▶ **MATERIALS PROVIDED**
+++++

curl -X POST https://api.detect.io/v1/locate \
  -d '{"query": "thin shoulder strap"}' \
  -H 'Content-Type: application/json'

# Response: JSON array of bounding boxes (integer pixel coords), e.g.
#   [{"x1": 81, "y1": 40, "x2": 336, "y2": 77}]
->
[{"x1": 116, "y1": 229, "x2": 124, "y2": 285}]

+++++

▶ **TASK TO COMPLETE**
Reproduce the material in full, renaming "thin shoulder strap" to "narrow shoulder strap" and leaving every other character unchanged.

▶ **WORKED SOLUTION**
curl -X POST https://api.detect.io/v1/locate \
  -d '{"query": "narrow shoulder strap"}' \
  -H 'Content-Type: application/json'

# Response: JSON array of bounding boxes (integer pixel coords), e.g.
#   [{"x1": 81, "y1": 40, "x2": 336, "y2": 77}]
->
[{"x1": 116, "y1": 229, "x2": 124, "y2": 285}]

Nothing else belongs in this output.